> Material fornecido:
%%

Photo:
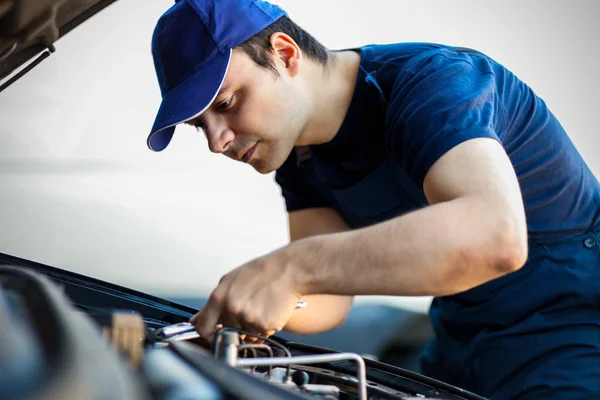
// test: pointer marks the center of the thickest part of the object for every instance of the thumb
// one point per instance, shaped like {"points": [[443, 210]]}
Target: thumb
{"points": [[193, 319]]}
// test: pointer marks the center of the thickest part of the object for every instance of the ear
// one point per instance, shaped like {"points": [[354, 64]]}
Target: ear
{"points": [[287, 52]]}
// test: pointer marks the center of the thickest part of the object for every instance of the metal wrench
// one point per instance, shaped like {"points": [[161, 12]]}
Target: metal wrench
{"points": [[169, 331]]}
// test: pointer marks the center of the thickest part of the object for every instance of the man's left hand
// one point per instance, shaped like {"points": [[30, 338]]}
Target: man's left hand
{"points": [[258, 297]]}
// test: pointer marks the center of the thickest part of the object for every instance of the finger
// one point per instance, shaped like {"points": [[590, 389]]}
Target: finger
{"points": [[208, 317]]}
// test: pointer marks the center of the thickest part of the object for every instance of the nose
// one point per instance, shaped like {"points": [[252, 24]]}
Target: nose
{"points": [[219, 135]]}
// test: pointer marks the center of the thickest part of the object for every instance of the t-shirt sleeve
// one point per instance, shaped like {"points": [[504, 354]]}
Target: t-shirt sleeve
{"points": [[296, 190], [445, 102]]}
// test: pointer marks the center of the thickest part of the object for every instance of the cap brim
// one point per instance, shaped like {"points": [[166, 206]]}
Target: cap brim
{"points": [[187, 100]]}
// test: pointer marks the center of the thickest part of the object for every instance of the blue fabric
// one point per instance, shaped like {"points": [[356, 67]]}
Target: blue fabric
{"points": [[191, 47], [534, 334], [415, 101]]}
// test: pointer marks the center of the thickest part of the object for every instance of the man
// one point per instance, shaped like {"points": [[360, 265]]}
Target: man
{"points": [[407, 169]]}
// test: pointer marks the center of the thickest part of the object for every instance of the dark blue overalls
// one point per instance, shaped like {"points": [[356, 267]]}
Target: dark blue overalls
{"points": [[534, 334]]}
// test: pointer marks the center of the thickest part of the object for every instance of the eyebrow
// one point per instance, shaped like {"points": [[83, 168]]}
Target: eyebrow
{"points": [[225, 87]]}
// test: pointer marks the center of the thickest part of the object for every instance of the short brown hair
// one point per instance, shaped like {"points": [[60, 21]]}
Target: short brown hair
{"points": [[258, 46]]}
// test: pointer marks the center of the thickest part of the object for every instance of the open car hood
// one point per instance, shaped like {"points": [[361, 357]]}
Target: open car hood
{"points": [[30, 27]]}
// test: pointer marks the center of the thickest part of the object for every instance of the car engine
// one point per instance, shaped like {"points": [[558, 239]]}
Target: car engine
{"points": [[58, 340]]}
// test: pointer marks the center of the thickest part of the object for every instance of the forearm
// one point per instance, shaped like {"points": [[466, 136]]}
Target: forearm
{"points": [[324, 313], [439, 250]]}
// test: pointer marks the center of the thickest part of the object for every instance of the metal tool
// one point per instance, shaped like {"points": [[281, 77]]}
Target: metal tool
{"points": [[169, 331]]}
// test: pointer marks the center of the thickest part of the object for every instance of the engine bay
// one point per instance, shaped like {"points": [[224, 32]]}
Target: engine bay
{"points": [[57, 343]]}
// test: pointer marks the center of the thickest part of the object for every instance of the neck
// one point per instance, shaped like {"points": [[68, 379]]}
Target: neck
{"points": [[332, 87]]}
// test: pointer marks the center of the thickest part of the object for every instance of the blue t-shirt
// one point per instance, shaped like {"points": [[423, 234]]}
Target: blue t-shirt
{"points": [[415, 101]]}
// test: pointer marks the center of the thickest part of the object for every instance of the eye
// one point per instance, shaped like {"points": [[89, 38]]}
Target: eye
{"points": [[199, 126], [225, 105]]}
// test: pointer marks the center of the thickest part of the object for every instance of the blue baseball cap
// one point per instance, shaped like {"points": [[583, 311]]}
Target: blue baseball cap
{"points": [[192, 45]]}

%%

> O que fazer:
Organize todas as linhas acima em uma lista numerada, omitindo as linhas em branco. Deixe as imagens de fora da resposta.

> Resultado:
1. Photo:
2. // test: pointer marks the center of the thickest part of the object for every instance of the thumb
3. // one point per instance, shaped like {"points": [[443, 210]]}
4. Target: thumb
5. {"points": [[193, 319]]}
6. // test: pointer marks the center of the thickest part of the object for every instance of the ear
7. // one point per instance, shaped like {"points": [[354, 64]]}
8. Target: ear
9. {"points": [[287, 52]]}
10. // test: pointer marks the center of the thickest part of the object for every instance of the metal wrench
11. // one point per instance, shaped like {"points": [[161, 12]]}
12. Target: metal wrench
13. {"points": [[169, 331]]}
14. // test: pointer marks the center of the thickest part of the object for every instance of the man's left hand
15. // one point per instance, shaped like {"points": [[30, 338]]}
16. Target: man's left hand
17. {"points": [[258, 297]]}
18. // test: pointer marks the center of the thickest part of the object for every instance of the finger
19. // one point per instance, shaped like {"points": [[590, 389]]}
20. Target: finger
21. {"points": [[208, 317]]}
22. // test: pointer marks the center of the thickest part of the object for every instance of the nose
23. // one point per instance, shaped like {"points": [[252, 24]]}
24. Target: nose
25. {"points": [[219, 135]]}
26. // test: pointer marks the center of the thickest part of the object for every instance of the t-shirt sleeve
27. // one point per instance, shaped like {"points": [[504, 354]]}
28. Target: t-shirt sleeve
29. {"points": [[296, 190], [445, 102]]}
30. // test: pointer marks the center of the thickest part of the object for every instance of the cap brim
31. // one point per instance, shaped like {"points": [[166, 206]]}
32. Target: cap brim
33. {"points": [[187, 100]]}
34. // test: pointer marks the center of the thickest part of the object for every instance of the blue fabric
35. // one point per instance, shaped like {"points": [[356, 67]]}
36. Target: blue fabric
37. {"points": [[191, 47], [534, 334], [415, 101]]}
38. // test: pointer marks the center of the thickest part of the object for every instance of the man
39. // one point per instance, shaped like {"points": [[360, 265]]}
40. Target: man
41. {"points": [[407, 169]]}
42. // test: pointer marks the center of the thickest part of the object for every instance of the dark blue overalls
43. // one point per instance, shaped like {"points": [[356, 267]]}
44. Target: dark blue overalls
45. {"points": [[534, 334]]}
46. // test: pointer marks the center of the thickest part of the object for every instance of the eyebrow
47. // one point per instance, shaped like {"points": [[83, 168]]}
48. Target: eyebrow
49. {"points": [[225, 87]]}
50. // test: pointer marks the center of the thickest part of the object for every instance of the short brown hair
51. // one point per instance, shaped like {"points": [[60, 21]]}
52. Target: short brown hair
53. {"points": [[258, 46]]}
54. // test: pointer marks the center of the thickest part of the object for every instance of the open car hood
55. // one point per instance, shaped like {"points": [[361, 357]]}
56. Target: open car hood
57. {"points": [[30, 27]]}
58. // test: pointer marks the center of the thickest part of the object for every instance of the car engine
59. // one point per instance, shaped like {"points": [[558, 239]]}
60. Target: car engine
61. {"points": [[58, 340]]}
62. // test: pointer marks the center of the thickest part of the object for every instance of the forearm
63. // one point per instance, shaped like {"points": [[466, 136]]}
64. Target: forearm
65. {"points": [[324, 313], [439, 250]]}
66. // test: pointer marks the center of the thickest part of the object for every instance of the metal tool
67. // one point per instance, shaped like {"points": [[281, 77]]}
68. Target: metal tool
69. {"points": [[169, 331]]}
70. // test: pointer marks the center of the thickest part of the object for every instance of the engine bay
71. // one point per instance, shaped like {"points": [[224, 32]]}
72. Target: engine bay
73. {"points": [[57, 343]]}
74. // test: pointer marks the center of the thickest part of the object for every instance of the neck
75. // one point per instance, shaped like {"points": [[68, 379]]}
76. Target: neck
77. {"points": [[332, 87]]}
78. // test: pointer marks the center of the thickest part of the object for every instance of the blue t-shirt
79. // one point per instance, shaped like {"points": [[423, 234]]}
80. Target: blue t-shirt
81. {"points": [[415, 101]]}
82. // test: pointer marks the center of the thickest part of the object for every instance of the eye
83. // one point per instance, shaped like {"points": [[89, 38]]}
84. Target: eye
85. {"points": [[199, 126], [225, 105]]}
86. // test: pointer marks the center of the thickest part of the object for every instance of the blue baseball cap
87. // one point per instance, shaped like {"points": [[583, 311]]}
88. Target: blue baseball cap
89. {"points": [[192, 45]]}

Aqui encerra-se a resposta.